Recopiez mot pour mot le passage de l'extrait sur les propositions de Chkandali qui commence par « Chkandali a en » et va jusqu'à « la consommation énergétique. ».

- _EXTRAIT CITÉ_
<<<<

Elle contribuerait à diminuer les factures d’électricité et de gaz, à réduire les coûts énergétiques pour les industriels, et à abaisser les prix des produits fabriqués, jouant ainsi un rôle significatif dans la réduction du taux d’inflation. Ce dispositif pourrait également diminuer le déficit financier de la STEG, maîtriser le déficit énergétique et commercial, et renforcer les réserves en devises ainsi que la stabilité du dinar tunisien.

Chkandali a en outre recommandé que l’État commence par équiper ses propres administrations en panneaux solaires, celles-ci étant parmi les moins performantes dans le respect de leurs engagements envers la STEG, tout en servant d’exemple en matière de rationalisation de la consommation énergétique.

Il a aussi suggéré de supprimer le privilège accordé aux ministres, secrétaires d’État, chefs de gouvernement, gouverneurs et députés qui leur permet de bénéficier d’une pension de retraite après seulement deux ou cinq années de service. Selon Chkandali, personne ne souffrira de la suppression de ce privilège, puisqu’ils auraient droit à leur pension intégrale en se basant sur leur profession d’origine, le salaire ministériel ou parlementaire étant intégré dans le calcul proportionnellement à la durée du mandat, comme c’est le cas pour tout citoyen tunisien ordinaire devant travailler 35 ans pour obtenir sa retraite.

“Être ministre est une responsabilité et une mission au service de la nation, pas une récompense”, a-t-il déclaré. Il a ajouté que le nombre élevé de responsables bénéficiant de cet avantage injuste justifie son abolition, cela pouvant contribuer, même partiellement, à alléger les caisses sociales, tout en rétablissant l’équité entre les citoyens.

Si une étude prouve que les taxes sur les carburants dépassent le montant des subventions qui leur sont consacrées, Chkandali recommande de supprimer ces subventions et, en contrepartie, d’augmenter temporairement (mais uniquement lorsque les prix mondiaux du pétrole augmentent) le droit de circulation pour les voitures de plus de 9 chevaux fiscaux ou les voitures de luxe.

Il a également proposé de soutenir les éleveurs par des subventions sur les aliments pour bétail, afin de rendre l’élevage d’ovins et de bovins plus attractif et rentable, permettant ainsi de faire baisser sensiblement les prix des viandes rouges, blanches et des œufs.

>>>>

Entrées stockées du jeu de données

<<<<

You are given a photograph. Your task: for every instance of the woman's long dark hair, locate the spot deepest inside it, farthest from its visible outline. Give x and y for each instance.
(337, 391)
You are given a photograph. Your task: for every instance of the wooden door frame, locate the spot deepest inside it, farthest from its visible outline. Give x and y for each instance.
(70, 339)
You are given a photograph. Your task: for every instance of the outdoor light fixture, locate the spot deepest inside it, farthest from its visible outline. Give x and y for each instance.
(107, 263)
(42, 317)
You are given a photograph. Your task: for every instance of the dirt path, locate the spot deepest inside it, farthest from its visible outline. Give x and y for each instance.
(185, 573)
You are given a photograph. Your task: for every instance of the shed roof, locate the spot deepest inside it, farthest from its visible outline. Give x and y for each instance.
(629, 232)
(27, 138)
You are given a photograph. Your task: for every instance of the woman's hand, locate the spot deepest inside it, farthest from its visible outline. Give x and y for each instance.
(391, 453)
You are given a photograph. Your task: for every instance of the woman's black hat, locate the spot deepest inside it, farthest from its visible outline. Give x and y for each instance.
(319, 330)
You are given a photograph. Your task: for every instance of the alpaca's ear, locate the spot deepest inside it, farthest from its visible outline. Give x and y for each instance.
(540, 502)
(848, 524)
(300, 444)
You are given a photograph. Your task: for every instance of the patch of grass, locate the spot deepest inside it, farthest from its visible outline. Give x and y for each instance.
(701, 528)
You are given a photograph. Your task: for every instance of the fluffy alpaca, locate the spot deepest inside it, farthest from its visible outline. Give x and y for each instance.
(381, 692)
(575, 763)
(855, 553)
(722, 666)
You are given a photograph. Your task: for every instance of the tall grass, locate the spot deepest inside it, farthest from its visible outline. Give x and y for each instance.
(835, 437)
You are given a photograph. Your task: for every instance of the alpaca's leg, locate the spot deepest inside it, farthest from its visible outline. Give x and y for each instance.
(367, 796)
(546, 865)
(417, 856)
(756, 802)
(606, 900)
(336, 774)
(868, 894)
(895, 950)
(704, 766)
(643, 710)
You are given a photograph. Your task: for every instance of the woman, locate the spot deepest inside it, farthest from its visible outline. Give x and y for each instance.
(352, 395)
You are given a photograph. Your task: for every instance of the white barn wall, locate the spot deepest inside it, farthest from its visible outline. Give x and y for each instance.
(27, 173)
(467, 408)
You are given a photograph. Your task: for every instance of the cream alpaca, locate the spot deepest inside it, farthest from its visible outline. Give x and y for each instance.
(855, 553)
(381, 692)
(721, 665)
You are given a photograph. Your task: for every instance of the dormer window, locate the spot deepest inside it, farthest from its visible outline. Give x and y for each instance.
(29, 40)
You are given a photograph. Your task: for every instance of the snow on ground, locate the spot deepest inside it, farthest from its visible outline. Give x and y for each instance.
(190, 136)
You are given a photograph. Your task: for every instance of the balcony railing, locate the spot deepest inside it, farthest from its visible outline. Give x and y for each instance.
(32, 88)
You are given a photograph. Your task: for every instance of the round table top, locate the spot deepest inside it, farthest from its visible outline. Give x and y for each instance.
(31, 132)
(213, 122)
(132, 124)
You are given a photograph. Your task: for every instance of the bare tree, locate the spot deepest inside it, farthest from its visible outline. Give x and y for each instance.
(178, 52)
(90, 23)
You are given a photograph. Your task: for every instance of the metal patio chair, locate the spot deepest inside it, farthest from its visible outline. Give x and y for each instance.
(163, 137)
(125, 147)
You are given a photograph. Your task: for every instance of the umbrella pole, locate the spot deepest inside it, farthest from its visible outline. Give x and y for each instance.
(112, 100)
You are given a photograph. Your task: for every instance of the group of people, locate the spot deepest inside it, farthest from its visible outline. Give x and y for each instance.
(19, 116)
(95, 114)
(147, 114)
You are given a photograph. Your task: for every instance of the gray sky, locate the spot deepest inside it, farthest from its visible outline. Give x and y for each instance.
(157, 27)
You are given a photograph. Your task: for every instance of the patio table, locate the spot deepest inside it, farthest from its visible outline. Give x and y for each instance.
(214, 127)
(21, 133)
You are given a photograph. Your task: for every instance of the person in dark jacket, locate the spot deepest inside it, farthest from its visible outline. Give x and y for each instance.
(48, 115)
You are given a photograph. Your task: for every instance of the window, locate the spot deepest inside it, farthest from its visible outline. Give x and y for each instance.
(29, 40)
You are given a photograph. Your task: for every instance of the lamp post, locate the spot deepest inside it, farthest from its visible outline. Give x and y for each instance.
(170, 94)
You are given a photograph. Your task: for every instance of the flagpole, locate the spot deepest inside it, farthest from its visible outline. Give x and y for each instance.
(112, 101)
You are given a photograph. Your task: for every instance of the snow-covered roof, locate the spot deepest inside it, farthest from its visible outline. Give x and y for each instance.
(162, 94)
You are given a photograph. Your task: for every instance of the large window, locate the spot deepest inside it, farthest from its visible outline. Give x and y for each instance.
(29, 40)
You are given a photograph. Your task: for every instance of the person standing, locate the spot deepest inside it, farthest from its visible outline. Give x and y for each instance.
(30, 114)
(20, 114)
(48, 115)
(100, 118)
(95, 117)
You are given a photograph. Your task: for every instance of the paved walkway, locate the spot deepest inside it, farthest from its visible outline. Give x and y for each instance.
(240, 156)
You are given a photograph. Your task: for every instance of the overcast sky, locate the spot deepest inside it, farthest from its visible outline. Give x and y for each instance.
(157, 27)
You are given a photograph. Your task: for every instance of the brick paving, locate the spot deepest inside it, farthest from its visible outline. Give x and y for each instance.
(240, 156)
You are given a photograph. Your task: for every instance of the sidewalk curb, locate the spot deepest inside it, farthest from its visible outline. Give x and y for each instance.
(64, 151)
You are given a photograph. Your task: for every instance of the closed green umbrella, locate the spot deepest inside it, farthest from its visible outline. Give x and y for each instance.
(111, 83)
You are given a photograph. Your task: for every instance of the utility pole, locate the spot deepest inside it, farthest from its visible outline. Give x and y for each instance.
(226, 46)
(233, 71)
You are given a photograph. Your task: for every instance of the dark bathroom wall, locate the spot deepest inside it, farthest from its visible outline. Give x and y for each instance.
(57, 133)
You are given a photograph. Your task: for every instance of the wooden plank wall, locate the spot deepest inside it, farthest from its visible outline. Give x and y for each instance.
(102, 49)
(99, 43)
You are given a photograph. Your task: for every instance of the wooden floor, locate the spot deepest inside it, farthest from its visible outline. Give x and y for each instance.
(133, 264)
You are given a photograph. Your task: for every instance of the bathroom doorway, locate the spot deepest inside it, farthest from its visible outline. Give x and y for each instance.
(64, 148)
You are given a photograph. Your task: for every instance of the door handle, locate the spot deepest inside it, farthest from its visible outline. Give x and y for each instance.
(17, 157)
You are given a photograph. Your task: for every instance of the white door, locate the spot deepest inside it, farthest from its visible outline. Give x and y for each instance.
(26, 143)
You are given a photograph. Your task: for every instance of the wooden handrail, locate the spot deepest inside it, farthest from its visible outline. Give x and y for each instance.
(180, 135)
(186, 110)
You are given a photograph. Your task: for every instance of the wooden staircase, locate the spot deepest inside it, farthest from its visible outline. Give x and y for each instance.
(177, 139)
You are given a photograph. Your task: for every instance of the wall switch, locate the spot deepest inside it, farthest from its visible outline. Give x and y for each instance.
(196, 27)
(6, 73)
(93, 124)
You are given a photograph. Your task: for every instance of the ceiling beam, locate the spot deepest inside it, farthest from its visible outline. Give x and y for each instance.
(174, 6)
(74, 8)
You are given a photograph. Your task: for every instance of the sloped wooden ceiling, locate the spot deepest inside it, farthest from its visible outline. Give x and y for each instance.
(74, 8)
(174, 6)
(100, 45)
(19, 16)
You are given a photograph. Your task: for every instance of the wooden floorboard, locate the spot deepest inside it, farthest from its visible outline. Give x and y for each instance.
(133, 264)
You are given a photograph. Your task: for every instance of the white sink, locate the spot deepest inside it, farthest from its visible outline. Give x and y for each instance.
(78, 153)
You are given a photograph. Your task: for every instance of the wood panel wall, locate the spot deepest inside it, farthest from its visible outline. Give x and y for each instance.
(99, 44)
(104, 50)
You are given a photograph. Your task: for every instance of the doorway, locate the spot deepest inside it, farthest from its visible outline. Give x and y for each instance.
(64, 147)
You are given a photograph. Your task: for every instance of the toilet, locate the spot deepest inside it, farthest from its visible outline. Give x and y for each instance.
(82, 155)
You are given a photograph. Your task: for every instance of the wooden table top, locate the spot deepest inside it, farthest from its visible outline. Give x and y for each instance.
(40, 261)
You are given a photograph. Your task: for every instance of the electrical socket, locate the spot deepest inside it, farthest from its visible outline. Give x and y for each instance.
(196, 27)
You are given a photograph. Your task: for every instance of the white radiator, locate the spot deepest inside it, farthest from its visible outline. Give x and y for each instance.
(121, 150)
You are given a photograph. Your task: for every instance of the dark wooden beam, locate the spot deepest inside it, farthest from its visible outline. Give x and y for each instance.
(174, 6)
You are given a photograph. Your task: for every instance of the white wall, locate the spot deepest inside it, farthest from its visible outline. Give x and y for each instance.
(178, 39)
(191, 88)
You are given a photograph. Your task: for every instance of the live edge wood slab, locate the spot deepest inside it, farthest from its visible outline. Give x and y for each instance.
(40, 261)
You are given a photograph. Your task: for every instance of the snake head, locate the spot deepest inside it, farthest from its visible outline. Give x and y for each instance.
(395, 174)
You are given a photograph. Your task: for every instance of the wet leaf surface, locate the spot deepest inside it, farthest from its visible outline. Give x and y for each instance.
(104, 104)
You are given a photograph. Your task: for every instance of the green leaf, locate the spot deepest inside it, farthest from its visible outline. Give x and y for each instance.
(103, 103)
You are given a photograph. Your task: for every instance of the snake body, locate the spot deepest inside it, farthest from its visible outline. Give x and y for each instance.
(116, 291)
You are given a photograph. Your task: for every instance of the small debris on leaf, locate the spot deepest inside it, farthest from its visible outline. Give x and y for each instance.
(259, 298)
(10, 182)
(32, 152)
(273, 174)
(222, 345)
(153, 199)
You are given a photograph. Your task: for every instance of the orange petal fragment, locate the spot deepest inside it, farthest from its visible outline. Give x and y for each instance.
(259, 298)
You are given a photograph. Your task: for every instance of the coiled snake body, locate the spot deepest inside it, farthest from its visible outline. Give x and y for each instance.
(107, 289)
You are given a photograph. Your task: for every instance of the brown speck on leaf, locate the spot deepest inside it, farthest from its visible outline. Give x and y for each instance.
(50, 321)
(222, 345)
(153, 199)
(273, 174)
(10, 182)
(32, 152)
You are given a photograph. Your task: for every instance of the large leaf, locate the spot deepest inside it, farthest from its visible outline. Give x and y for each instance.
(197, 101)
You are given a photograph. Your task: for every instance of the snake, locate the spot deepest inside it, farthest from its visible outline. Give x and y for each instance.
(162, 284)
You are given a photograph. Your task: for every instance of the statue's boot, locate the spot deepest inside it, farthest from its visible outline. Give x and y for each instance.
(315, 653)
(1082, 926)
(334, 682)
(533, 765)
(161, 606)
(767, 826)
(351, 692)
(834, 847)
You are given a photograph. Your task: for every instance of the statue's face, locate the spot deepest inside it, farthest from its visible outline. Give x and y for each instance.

>>>>

- _RÉPONSE PRODUITE_
Chkandali a en outre recommandé que l’État commence par équiper ses propres administrations en panneaux solaires, celles-ci étant parmi les moins performantes dans le respect de leurs engagements envers la STEG, tout en servant d’exemple en matière de rationalisation de la consommation énergétique.